What you have to do
Rewrite every line of all the records below as a JSON list of strings, one string per line, skipping blank lines and leaving the pictures out.

::: Material to process :::

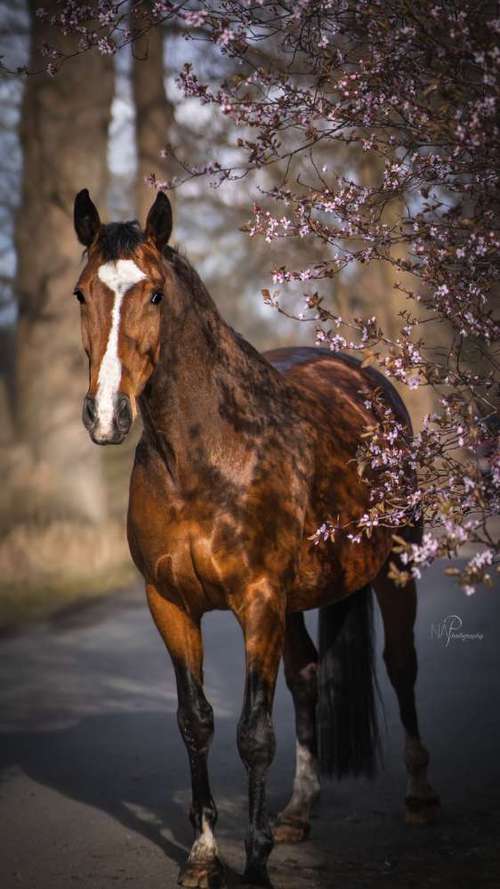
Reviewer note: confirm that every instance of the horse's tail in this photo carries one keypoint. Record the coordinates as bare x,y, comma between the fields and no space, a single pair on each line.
346,713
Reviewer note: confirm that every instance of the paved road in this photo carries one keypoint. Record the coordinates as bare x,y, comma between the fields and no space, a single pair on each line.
94,784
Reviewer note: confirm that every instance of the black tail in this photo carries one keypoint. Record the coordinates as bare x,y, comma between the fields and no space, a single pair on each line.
346,713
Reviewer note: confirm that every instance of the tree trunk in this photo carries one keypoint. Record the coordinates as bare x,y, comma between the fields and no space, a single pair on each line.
64,131
154,116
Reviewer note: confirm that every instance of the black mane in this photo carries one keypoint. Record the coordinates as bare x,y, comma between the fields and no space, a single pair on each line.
117,240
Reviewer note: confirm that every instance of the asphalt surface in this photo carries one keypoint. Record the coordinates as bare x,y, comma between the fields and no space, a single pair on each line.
94,787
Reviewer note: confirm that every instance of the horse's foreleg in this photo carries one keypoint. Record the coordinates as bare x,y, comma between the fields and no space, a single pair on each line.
398,607
301,664
182,637
263,622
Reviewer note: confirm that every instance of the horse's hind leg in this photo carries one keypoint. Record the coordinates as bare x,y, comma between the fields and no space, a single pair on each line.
399,608
182,637
301,665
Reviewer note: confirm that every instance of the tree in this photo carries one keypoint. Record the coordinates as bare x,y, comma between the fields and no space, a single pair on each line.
64,139
154,116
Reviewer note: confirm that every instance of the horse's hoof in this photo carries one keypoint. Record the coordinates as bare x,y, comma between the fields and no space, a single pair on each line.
202,875
422,810
291,831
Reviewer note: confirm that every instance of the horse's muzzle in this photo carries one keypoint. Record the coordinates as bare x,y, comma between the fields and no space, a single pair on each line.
113,433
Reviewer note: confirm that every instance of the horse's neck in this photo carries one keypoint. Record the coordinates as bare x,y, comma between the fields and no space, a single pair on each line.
211,396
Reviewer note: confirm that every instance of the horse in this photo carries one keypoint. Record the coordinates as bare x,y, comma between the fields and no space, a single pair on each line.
242,456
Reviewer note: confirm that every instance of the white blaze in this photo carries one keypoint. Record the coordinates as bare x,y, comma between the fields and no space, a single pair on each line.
119,276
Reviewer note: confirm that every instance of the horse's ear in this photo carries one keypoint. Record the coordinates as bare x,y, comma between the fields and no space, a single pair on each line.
86,218
159,221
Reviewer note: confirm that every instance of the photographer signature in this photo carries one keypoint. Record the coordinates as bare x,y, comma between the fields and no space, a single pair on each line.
450,629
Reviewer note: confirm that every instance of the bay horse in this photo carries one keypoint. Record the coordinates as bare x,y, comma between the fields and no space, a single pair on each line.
241,458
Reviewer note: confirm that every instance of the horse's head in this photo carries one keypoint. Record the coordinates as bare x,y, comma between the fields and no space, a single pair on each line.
120,291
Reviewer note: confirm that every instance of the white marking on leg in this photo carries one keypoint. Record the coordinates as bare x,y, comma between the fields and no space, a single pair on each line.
205,846
119,276
305,786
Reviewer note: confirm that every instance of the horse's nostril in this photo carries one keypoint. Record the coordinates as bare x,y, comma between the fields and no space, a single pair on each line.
89,412
123,413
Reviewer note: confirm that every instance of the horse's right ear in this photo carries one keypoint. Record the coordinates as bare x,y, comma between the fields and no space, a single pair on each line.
159,221
86,218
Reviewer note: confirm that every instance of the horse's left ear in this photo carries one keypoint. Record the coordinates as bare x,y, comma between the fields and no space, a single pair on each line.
159,221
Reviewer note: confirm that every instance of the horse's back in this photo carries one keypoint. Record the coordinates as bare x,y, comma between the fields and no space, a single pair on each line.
326,372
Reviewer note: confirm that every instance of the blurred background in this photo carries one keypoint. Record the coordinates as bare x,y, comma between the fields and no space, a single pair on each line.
101,124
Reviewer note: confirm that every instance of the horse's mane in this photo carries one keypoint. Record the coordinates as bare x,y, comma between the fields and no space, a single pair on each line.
119,239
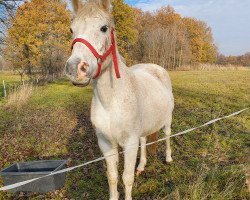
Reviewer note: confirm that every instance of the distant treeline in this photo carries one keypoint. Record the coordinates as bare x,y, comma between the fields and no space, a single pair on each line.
243,60
35,38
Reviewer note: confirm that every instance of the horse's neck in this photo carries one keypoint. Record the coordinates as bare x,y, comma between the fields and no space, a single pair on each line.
107,86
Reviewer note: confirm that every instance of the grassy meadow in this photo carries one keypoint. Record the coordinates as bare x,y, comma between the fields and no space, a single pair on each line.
209,163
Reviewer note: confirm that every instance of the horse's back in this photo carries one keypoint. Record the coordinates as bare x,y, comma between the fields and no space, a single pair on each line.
155,71
154,92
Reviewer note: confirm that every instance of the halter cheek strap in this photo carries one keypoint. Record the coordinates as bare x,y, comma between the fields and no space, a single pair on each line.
102,58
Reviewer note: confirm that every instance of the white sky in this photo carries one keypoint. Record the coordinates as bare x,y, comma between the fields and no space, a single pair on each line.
229,19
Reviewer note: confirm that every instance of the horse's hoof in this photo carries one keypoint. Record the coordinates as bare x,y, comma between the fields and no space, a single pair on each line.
139,172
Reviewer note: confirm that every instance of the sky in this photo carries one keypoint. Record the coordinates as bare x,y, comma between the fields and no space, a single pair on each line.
229,19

:::

Exercise solution
[
  "Reviewer note: confirm that every instance of the horse's tail in this photo carries one keypoint. Record the coordinates as bare x,y, comma between the fields and no space, a single pair on each line.",
  "346,713",
  "Reviewer note: confirm that every instance of the paved road in this photo carries one keypoint. Record the coordinates as bare x,y, comma between the fields and no space, a single pair on each line.",
  "94,784",
  "Reviewer note: confirm that every instance of the black tail in this photo carries one keypoint. Record the coordinates as bare x,y, comma between the fields and no space, a single pair on each line.",
  "346,713",
  "Reviewer note: confirm that every instance of the tree trunk in this photo carries one keypoint. Record the coordinates as bare x,y, comma between the fields and no space, a single pair on each line.",
  "64,131",
  "154,116",
  "Reviewer note: confirm that every instance of the black mane in this photo carries one keypoint. Record the coordinates as bare x,y, comma between the fields and no space, a single pair on each line.",
  "117,240",
  "Reviewer note: confirm that every instance of the asphalt surface in this photo carries one keypoint. Record the coordinates as bare x,y, comma between the fields and no space, a single pair on each line.",
  "94,787",
  "Reviewer note: confirm that every instance of the horse's foreleg in this photo carries one keypoint. Record the coordinates as bare x,y, comma between the fields and no space, a single pair on each line.",
  "398,607",
  "301,664",
  "182,637",
  "263,622",
  "Reviewer note: confirm that every instance of the horse's hind leg in this photo carries one keypoint. Record the coordinates as bare x,y, comma between the fields and no space, a single pair on each line.",
  "399,608",
  "182,637",
  "301,665",
  "Reviewer note: confirm that every instance of the tree in this photo carries one keypoint. Record the coordinates as bare x,y, comma between the fields and no space, a single pair on each line.",
  "64,139",
  "154,116",
  "Reviewer note: confirm that every instance of the horse's hoof in this photo carries one keypoint. Record the coordinates as bare x,y, comma between the fields and no space, a single pair on each line.",
  "202,875",
  "422,810",
  "291,831",
  "Reviewer note: confirm that every instance of the horse's muzzle in this photo carries one keypoint. Record the coordinates as bare x,y, comma between the fields and no space, a single pair on each line.",
  "113,433",
  "Reviewer note: confirm that every instance of the horse's neck in this photo carries one keypoint. Record the coordinates as bare x,y, comma between the fields and no space, a single pair on each line.",
  "211,396",
  "Reviewer note: confirm that every instance of the horse in this photo carries one keypoint. Record the coordinates as bare x,y, comma between the fields and no space, a single pair on each line.",
  "242,456",
  "Reviewer note: confirm that every instance of the white blaze in this photo carries one keypoint. Record the coordinates as bare x,y, comma between the fields and no space, a single pair on each line.",
  "119,276",
  "Reviewer note: confirm that every instance of the horse's ear in this photo carries one keypoint. Record the coordinates as bare x,y, comma between the fields and no space, a single pair on each line.",
  "86,218",
  "159,221",
  "Reviewer note: confirm that every instance of the photographer signature in this photo carries one keypoint. Record the coordinates as bare x,y, comma between the fields and no space, a single pair on each line.",
  "450,629",
  "Reviewer note: confirm that every instance of the bay horse in this photo carries one keypoint. Record the coordinates as bare x,y, comma between the fields and no space, a single pair on each line.",
  "241,458",
  "Reviewer note: confirm that every instance of the horse's head in this photo carries one keypoint. Record the coordinates as bare x,y, comma between the fields and no space, a single pair on each line.",
  "120,291",
  "Reviewer note: confirm that every instance of the white marking on leg in this photo carries one keypoint. Record the coordinates as bare x,y, comma between the fields and no space, a single pair on each line.",
  "205,846",
  "119,276",
  "305,786",
  "Reviewer note: confirm that every instance of the horse's nostril in this photo carries one keypoint. Record the coordinates as bare x,y, comma between the fields and no space, a single pair on each line.",
  "89,412",
  "123,413",
  "Reviewer note: confirm that every instance of the horse's right ear in this photo carries one keypoint. Record the coordinates as bare x,y, comma between the fields and no space, a single pair on each line.",
  "159,221",
  "86,218",
  "Reviewer note: confirm that every instance of the horse's left ear in this photo carries one keypoint. Record the coordinates as bare x,y, comma between the fields and no space, a single pair on each line.",
  "159,221",
  "Reviewer note: confirm that every instance of the horse's back in this photo carries one keypoint. Record the coordinates as bare x,y, comma between the fields and no space, a single pair on each line.",
  "326,372",
  "Reviewer note: confirm that every instance of the blurred background in this photo carries one keypoint. Record the coordinates as bare x,y, comma between the fields and no space, a single pair on each line.",
  "101,124",
  "Reviewer note: confirm that every instance of the horse's mane in this photo carries one keypoint. Record the coordinates as bare x,y, comma between the fields and no space, a single pair on each line.",
  "119,239",
  "Reviewer note: confirm that every instance of the distant treeline in this photo carries one keypoint. Record the coordinates as bare x,y, comma between the fields and no space, a single pair on each line.",
  "243,60",
  "35,38",
  "Reviewer note: confirm that every instance of the horse's neck in this photo carries one keypoint. Record the coordinates as bare x,y, comma between the fields and no space, a single pair on each line.",
  "107,86",
  "Reviewer note: confirm that every instance of the grassy meadow in this photo carries one keypoint. Record the coordinates as bare x,y, comma between the fields and no space, a single pair on each line.",
  "209,163",
  "Reviewer note: confirm that every instance of the horse's back in this photo carries one keypoint. Record the coordinates as bare x,y, comma between the fields and no space, a single pair on each line.",
  "155,71",
  "154,92",
  "Reviewer note: confirm that every instance of the halter cheek strap in this photo carries one keypoint. Record the coordinates as bare x,y, comma between the fields and no space, a single pair on each line.",
  "102,58",
  "Reviewer note: confirm that every instance of the white sky in this photo carries one keypoint. Record the coordinates as bare x,y, comma between the fields and no space, a single pair on each line.",
  "229,19",
  "Reviewer note: confirm that every instance of the horse's hoof in this photo carries one keypoint. Record the coordinates as bare x,y, comma between the fields and no space, a single pair on each line.",
  "139,172",
  "Reviewer note: confirm that every instance of the sky in this photo carries one keypoint. Record the coordinates as bare x,y, comma between the fields and no space, a single pair on each line.",
  "229,19"
]